[Image object location entries]
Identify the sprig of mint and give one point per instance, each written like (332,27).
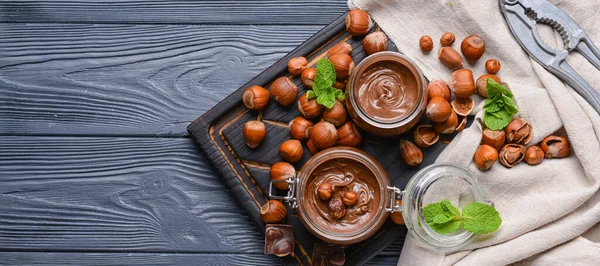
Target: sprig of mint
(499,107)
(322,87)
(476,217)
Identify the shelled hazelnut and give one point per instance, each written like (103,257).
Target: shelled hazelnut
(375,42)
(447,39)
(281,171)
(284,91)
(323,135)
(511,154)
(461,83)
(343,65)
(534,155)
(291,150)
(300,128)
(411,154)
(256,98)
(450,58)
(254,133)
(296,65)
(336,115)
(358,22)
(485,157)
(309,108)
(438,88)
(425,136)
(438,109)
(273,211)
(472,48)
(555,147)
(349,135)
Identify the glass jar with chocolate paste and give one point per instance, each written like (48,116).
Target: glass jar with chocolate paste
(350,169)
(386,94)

==

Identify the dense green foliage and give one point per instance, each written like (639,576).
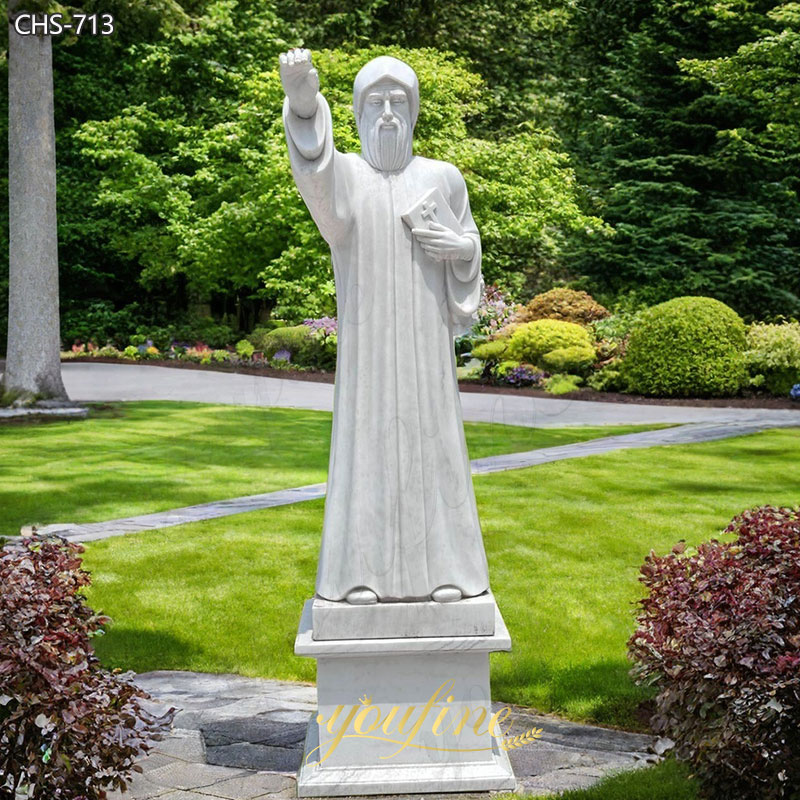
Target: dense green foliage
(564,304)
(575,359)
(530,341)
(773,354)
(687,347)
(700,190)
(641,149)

YOUR GOAL – Identify every line in the entries above that contains the string "sprig", and copy each of those lines.

ANSWER TO THE EXERCISE –
Identify the sprig of mint and give one point per instance, each written like (332,27).
Target: sprig of mint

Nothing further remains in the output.